# [Data supplied]

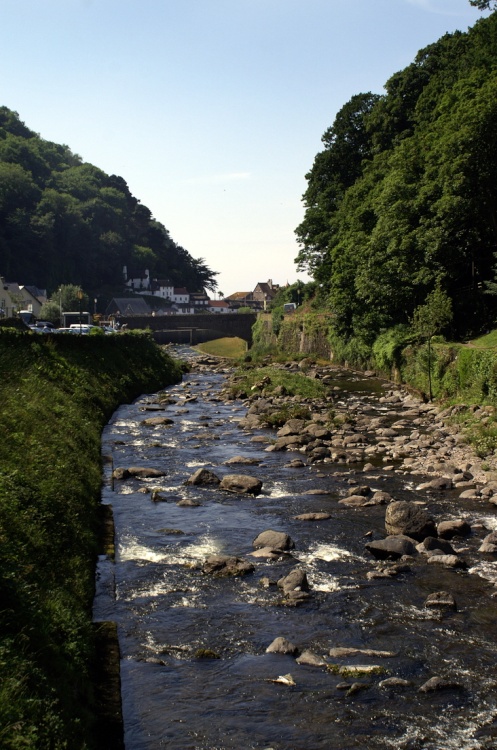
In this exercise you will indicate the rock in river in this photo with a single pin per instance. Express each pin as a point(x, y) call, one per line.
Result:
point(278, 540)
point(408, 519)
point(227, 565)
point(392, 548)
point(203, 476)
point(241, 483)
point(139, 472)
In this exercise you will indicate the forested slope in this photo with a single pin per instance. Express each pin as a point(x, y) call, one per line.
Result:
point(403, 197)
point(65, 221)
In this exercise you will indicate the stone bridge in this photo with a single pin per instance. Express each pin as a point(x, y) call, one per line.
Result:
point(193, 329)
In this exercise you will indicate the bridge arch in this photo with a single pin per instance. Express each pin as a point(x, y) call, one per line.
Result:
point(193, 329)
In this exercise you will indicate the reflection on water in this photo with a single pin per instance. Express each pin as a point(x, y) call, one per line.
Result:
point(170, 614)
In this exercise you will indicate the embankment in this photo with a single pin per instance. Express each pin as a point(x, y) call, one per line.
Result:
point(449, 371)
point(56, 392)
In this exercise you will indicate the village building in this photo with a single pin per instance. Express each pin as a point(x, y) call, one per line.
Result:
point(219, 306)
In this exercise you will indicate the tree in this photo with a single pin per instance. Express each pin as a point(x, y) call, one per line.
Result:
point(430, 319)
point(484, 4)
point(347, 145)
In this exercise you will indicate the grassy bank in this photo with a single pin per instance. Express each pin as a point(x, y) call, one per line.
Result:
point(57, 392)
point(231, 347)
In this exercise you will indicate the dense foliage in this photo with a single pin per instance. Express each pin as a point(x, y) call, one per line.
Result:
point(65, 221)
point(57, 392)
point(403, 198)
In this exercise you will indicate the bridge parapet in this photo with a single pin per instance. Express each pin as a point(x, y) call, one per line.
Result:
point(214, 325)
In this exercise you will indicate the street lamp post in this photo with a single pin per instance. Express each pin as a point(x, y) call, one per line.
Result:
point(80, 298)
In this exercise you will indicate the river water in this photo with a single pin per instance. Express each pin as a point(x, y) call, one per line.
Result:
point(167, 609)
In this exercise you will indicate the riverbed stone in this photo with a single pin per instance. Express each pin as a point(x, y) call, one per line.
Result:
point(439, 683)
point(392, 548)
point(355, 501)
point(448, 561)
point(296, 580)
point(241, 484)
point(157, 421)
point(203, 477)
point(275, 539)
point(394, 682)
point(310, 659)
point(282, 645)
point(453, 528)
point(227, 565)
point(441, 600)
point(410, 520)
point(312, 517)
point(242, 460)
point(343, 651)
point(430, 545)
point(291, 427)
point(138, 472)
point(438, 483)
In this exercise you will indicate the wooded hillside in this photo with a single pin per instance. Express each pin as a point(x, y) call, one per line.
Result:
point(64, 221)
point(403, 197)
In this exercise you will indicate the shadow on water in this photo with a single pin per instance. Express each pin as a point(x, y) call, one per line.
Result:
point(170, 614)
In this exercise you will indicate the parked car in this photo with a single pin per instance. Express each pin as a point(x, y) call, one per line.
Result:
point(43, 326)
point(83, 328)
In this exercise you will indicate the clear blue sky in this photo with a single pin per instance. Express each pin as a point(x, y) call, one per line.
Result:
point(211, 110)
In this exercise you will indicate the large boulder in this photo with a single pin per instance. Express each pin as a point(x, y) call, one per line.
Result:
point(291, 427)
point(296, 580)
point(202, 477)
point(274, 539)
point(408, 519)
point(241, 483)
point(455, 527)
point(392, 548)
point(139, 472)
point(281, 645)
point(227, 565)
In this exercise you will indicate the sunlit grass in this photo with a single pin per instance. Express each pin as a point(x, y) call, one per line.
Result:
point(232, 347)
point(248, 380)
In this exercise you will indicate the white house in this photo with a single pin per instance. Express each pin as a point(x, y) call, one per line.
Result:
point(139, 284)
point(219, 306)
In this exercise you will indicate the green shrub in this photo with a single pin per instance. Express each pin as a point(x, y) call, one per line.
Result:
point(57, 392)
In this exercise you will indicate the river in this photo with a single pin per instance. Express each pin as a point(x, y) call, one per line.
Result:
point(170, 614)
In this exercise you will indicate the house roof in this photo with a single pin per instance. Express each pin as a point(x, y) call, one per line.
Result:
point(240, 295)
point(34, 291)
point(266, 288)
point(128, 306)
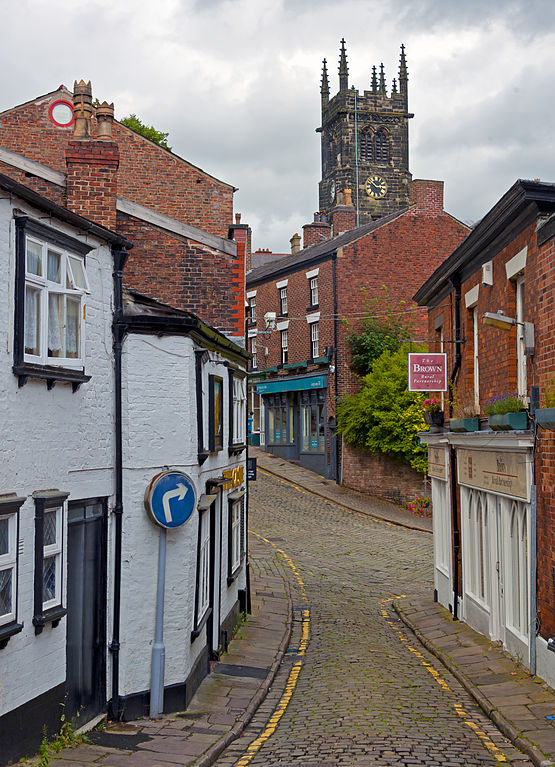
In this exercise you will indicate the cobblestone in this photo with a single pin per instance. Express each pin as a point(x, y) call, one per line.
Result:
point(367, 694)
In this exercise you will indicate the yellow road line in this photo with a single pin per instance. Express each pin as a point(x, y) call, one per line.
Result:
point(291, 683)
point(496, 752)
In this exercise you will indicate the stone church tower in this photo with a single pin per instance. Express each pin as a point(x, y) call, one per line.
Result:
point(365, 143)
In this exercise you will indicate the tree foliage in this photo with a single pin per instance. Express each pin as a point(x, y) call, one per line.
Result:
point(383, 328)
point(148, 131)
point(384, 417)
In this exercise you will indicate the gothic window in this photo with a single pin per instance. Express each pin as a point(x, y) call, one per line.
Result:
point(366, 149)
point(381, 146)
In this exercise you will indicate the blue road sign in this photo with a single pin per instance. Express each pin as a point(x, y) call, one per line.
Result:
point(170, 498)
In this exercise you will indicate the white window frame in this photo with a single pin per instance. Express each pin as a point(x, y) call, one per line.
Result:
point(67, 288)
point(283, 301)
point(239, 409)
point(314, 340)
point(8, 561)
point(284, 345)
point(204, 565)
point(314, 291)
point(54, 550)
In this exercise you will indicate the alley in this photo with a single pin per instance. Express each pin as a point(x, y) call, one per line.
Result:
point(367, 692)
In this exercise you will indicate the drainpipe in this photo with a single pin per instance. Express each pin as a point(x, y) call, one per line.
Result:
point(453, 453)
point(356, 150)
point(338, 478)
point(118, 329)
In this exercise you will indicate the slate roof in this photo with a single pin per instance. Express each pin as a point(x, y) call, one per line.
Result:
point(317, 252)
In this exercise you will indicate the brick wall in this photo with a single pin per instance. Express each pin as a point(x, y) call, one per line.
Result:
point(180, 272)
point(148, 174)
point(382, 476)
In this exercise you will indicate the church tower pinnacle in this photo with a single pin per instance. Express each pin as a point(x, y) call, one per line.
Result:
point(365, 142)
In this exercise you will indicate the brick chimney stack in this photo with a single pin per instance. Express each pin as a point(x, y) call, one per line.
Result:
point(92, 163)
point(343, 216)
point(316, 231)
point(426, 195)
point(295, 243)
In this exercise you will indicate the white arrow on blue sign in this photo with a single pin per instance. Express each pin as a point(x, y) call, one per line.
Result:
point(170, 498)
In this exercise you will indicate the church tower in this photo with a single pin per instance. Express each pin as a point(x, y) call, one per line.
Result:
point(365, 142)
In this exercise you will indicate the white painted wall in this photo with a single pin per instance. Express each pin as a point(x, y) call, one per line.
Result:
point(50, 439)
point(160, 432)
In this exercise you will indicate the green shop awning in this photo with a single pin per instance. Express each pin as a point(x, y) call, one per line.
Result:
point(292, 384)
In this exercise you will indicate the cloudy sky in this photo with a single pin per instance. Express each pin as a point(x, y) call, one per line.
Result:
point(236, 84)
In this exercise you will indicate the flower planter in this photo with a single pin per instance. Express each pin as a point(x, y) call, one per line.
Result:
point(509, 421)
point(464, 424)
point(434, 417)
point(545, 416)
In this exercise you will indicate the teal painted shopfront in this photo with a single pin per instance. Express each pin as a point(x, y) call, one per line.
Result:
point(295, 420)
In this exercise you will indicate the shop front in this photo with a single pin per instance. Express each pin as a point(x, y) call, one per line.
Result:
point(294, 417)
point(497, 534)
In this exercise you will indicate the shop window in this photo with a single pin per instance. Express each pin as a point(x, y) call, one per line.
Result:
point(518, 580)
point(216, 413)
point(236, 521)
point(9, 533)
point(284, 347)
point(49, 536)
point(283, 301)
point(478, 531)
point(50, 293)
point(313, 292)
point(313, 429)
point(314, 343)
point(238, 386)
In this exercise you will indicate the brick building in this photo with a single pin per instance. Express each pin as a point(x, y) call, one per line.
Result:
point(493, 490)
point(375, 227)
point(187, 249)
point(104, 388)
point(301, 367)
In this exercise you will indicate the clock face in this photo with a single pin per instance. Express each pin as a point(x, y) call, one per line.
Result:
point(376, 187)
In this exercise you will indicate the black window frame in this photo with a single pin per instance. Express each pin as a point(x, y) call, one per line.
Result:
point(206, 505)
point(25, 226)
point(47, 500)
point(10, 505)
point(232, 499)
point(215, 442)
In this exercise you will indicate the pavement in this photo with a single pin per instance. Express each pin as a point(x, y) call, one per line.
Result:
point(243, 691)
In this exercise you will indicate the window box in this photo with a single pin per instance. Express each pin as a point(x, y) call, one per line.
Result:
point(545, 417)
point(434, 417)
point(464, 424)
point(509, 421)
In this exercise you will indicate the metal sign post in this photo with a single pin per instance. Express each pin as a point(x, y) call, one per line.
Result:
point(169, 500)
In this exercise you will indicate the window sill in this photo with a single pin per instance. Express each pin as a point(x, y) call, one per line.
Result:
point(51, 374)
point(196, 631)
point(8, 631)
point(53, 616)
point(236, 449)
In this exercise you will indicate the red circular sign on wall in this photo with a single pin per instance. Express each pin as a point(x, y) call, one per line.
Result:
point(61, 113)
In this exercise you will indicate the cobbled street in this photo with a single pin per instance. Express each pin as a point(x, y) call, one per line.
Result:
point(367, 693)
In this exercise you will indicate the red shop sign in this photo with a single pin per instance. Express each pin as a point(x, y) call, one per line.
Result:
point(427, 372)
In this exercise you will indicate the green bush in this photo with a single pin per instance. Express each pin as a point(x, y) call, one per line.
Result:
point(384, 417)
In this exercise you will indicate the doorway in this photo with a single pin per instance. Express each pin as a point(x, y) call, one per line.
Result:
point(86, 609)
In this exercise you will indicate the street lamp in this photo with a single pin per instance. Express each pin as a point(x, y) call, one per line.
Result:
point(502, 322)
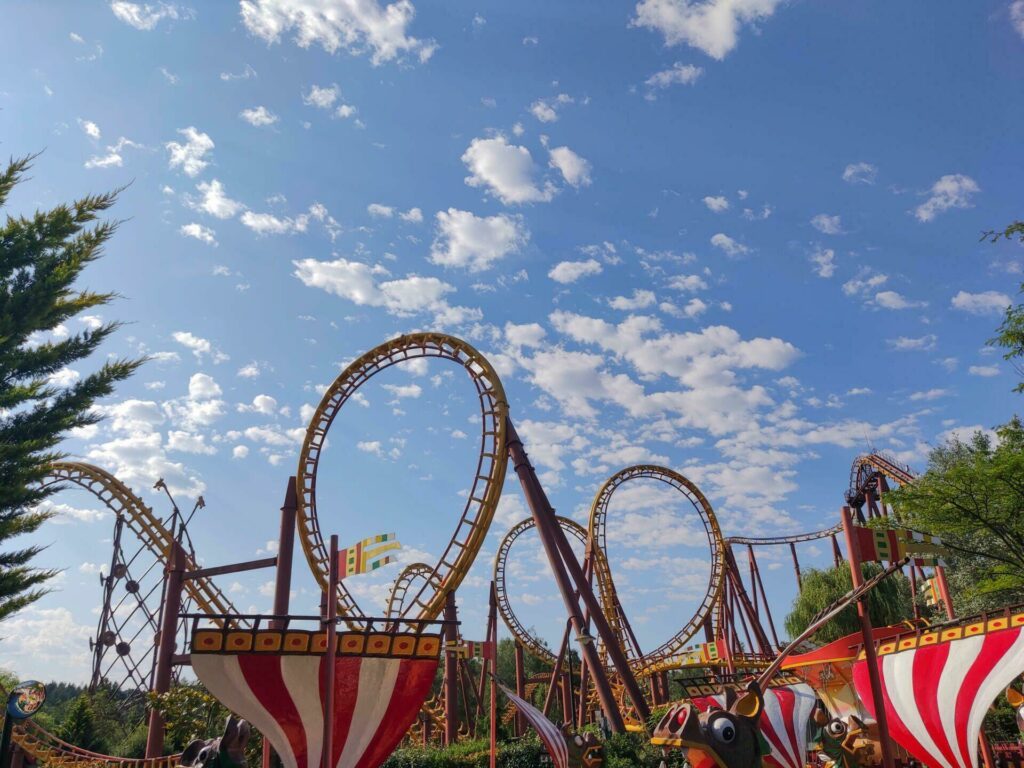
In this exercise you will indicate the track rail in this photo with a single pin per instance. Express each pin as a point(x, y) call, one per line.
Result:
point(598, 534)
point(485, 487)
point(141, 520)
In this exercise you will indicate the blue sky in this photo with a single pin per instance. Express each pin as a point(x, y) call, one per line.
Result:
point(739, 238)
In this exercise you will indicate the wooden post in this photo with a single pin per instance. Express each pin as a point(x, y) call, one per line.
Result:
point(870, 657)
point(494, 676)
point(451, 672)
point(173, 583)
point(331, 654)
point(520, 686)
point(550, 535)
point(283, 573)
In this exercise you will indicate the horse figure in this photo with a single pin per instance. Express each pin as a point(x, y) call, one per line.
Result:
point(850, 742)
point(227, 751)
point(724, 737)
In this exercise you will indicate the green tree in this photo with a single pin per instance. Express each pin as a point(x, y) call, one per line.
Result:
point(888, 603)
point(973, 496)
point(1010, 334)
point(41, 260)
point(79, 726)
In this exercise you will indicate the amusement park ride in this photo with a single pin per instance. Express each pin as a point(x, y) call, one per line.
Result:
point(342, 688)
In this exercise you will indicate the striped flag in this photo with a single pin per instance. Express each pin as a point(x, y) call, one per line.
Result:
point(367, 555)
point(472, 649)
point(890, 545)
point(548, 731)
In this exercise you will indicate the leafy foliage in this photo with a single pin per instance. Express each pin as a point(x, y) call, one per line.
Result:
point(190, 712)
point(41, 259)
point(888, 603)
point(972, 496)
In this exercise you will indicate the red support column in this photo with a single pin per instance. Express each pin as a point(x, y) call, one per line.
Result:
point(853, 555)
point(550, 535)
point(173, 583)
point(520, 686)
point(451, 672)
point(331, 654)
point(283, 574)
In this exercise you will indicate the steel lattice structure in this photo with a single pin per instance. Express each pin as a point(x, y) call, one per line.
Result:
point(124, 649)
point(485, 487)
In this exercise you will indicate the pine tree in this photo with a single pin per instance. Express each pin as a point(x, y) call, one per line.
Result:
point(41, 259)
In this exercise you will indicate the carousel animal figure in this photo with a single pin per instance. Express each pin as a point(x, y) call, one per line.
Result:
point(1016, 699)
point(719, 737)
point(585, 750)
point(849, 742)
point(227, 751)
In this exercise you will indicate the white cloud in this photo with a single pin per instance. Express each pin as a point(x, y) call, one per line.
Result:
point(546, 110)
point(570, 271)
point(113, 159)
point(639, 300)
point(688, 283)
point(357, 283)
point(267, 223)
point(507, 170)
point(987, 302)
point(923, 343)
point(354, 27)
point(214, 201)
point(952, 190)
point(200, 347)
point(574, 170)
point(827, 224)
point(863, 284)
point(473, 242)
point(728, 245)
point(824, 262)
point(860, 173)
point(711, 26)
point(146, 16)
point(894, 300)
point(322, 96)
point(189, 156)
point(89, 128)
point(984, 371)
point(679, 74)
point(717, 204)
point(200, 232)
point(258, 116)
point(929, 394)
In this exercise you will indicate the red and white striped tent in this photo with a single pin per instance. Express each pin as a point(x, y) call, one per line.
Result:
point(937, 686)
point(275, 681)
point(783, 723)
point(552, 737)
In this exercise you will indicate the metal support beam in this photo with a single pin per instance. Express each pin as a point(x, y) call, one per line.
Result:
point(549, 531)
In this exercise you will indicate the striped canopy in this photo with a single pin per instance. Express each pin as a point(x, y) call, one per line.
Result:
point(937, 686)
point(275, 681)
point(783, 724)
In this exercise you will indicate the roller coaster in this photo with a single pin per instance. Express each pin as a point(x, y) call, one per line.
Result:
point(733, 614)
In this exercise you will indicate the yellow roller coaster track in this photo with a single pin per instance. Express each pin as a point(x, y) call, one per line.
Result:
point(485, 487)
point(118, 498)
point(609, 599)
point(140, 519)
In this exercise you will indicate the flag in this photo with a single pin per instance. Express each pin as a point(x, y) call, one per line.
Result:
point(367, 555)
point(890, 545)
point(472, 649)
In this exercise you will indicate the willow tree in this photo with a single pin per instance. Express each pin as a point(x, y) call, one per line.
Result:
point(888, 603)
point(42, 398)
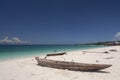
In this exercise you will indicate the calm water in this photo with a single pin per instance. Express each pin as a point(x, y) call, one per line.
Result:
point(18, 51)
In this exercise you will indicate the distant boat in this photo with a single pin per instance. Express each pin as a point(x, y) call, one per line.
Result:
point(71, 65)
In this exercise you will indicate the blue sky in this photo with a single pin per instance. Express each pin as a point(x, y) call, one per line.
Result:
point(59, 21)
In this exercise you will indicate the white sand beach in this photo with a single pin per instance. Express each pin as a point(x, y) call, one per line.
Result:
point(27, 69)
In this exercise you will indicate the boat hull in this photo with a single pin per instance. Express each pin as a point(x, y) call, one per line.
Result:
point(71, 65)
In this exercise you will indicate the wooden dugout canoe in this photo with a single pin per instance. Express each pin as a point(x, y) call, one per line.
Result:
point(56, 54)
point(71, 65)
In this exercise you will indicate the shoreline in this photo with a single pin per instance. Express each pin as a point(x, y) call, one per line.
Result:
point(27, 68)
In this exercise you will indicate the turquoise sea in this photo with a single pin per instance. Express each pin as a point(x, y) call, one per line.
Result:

# [Your task]
Wherever the word "sign" occurs in a line of the listing, copy that line.

# [Your solution]
In this exercise you will indicate the blue road sign in this photo with a single pin per instance. Express each pin as a point(x, y) call, one per line.
In this exercise you will indicate the white arrow on blue sign in this photo with a single pin per instance. Express each pin as a point(x, y) call, one per line.
In this exercise you will indicate the metal sign post in this photo with a single pin per instance. Express each pin as a point(x, y) call, one per line.
In this exercise you will indicate the red circular sign on wall in this photo with a single pin per instance. Express each pin as a point(x, y) call, one per line.
In this exercise you will indicate the red shop sign in this photo with a single pin per instance. Express each pin as a point(x, y) call, one per line.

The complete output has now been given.